## [Exercise description]
Quote the book review word for word, starting with "Title: Bountiful" and going on through "in the Church.".

## [Exercise passage]
*** Block opens ***

Shumway, “Bountiful” (Reviewed by Amanda Ray)

Title: Bountiful
Author: Charity Shumway
Publisher: BCC Press
Genre: Contemporary Fiction
Year Published: 2020
Pages: 392
Binding: Paper
Isbn13:  978-1948218313
Price: $9.95

Reviewed by Amanda Ray

Sometimes you find yourself reading a book that seemed to be made for you at that exact moment, offering solace or solidarity with whatever circumstances you’re in. I’ve experienced that feeling a few times now and was lucky enough to add Bountiful to that short list of books. While not everyone will share my experience, I think most readers will find it striking how the story reflects so much of the current political and cultural landscape, despite being set nearly a decade ago. Or in the very least, they will be able to enjoy reading a book about a mother and daughter that so honestly portrays the struggles and triumphs of many women in the Church.

The opening pages of the book quickly lay out the landscape of the Mormon family we’re going to be entrenched in and focusing in on daughter Heather’s background that led her to where she is now. How she developed into the progressive-leaning 30-year-old single woman in Utah who’s spent some time on the East Coast for grad school, and who has reached a point of understanding that singles wards are really just kind of depressing. As someone who until very recently was in Heather’s shoes, I felt very connected to Heather and the author, and appreciated the anguish and frustration of the character as she sees rejection from the dating pool when the younger women are the ones picked over her.

*** Block closes ***

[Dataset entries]

*** Block opens ***

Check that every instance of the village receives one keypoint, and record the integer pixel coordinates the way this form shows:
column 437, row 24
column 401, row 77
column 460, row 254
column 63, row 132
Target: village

*** Block closes ***

## [Written reply]
Title: Bountiful
Author: Charity Shumway
Publisher: BCC Press
Genre: Contemporary Fiction
Year Published: 2020
Pages: 392
Binding: Paper
Isbn13:  978-1948218313
Price: $9.95

Reviewed by Amanda Ray

Sometimes you find yourself reading a book that seemed to be made for you at that exact moment, offering solace or solidarity with whatever circumstances you’re in. I’ve experienced that feeling a few times now and was lucky enough to add Bountiful to that short list of books. While not everyone will share my experience, I think most readers will find it striking how the story reflects so much of the current political and cultural landscape, despite being set nearly a decade ago. Or in the very least, they will be able to enjoy reading a book about a mother and daughter that so honestly portrays the struggles and triumphs of many women in the Church.